▶ _Lista de tarefas_
[1] No texto sobre os fetos, que nome tem agora o Aspídio vulgarmente conhecido por fentanha?
[2] Enumere todos os territórios onde, segundo o texto sobre os fetos, a cabrinha é espontânea.
[3] Escreva a continuação do texto sobre os fetos a partir da sua última frase.

▶ _Excerto do documento_
..........

Cresce a alegre Davallia nos rochedos
Sobre os rios pendentes, e fendidos
Pela força do gelo. Eis reunidos
Gratos Aspídios e Asplénios ledos.

Não podíamos estar mais longe da aridez impessoal que hoje é de lei em artigos científicos. E impõe-se a pergunta: que é feito da alegre Davallia, dos Asplénios ledos, dos gratos Aspídios? Em geral estão bem e recomendam-se. Os fetos do género Asplenium são dos mais comuns em muros e fendas de rochas de norte a sul do país. Os Aspídios também se vêem muito, mas mudaram de nome: um deles, vulgarmente conhecido por fentanha, chama-se agora Polystichum setiferum; outros, como o feto-macho, integram o género Dryopteris. São fetos que lançam tufos de longas folhas arqueadas, às vezes com mais de um metro de comprido, e que vivem em bosques sombrios e junto a linhas de água. Quem perdeu grande parte da alegria foi a Davallia canariensis, que Augusto Luso considerava, numa apreciação ainda hoje consensual, como «o mais formoso feto do nosso país». Conhecido por feto-dos-carvalhos (por gostar de se empoleirar nessas árvores) ou cabrinha (por causa do rizoma lenhoso revestido de escamas bronzeadas), as suas folhas lembram os naperons de renda com que as nossas avós enfeitavam cristaleiras. A cabrinha é espontânea na Península Ibérica, Marrocos, Madeira e Canárias; e, ainda que no continente português seja escassa e esteja confinada ao litoral, chega a ser abundante na serra de Sintra e em alguns velhos carvalhais do Alto Minho. Nos rochedos pendentes sobre o rio Sousa ou o seu afluente Ferreira é que ela já pouco salta. As serras em volta converteram-se em eucaliptais, o bucolismo foi ferido de morte por postes de alta tensão e viadutos de auto-estrada. Mas o desfiladeiro da Senhora do Salto, em Aguiar de Sousa, ainda é capaz de provocar arrepios; e, se varrermos as medonhas escarpas com um par de binóculos, encontramos aqui e ali o inconfundível recorte das folhas da Davallia, cabrinha feita águia no seu último e inacessível refúgio.

..........

▶ _Extrato de dados_
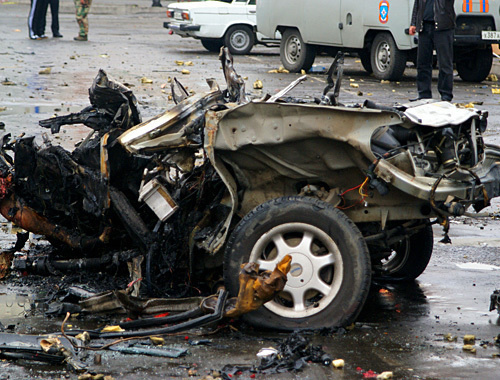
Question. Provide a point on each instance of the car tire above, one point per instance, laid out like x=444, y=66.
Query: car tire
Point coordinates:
x=239, y=39
x=212, y=44
x=408, y=258
x=295, y=54
x=364, y=56
x=387, y=61
x=474, y=65
x=330, y=272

..........

▶ _Respostas por tarefa_
[1] Polystichum setiferum.

[2] Península Ibérica, Marrocos, Madeira e Canárias.

[3]
Um reencontro difícil que remata esta evocação de Augusto Luso, nome de rua, naturalista, poeta romântico e professor de geografia. Talvez ele gostasse de saber que a cabrinha, se quase desapareceu de Valongo nos 140 anos decorridos desde a publicação do seu Herbaryum Cryptogamicum, teve contudo artes de se instalar – resultado provável do seu uso em arranjos florais – em meia dúzia de árvores em Agramonte e no Prado de Repouso, os dois maiores cemitérios do Porto.

Porto, 2 de Abril de 2012

06/04/2012

Bendito cardo

Cnicus benedictus L.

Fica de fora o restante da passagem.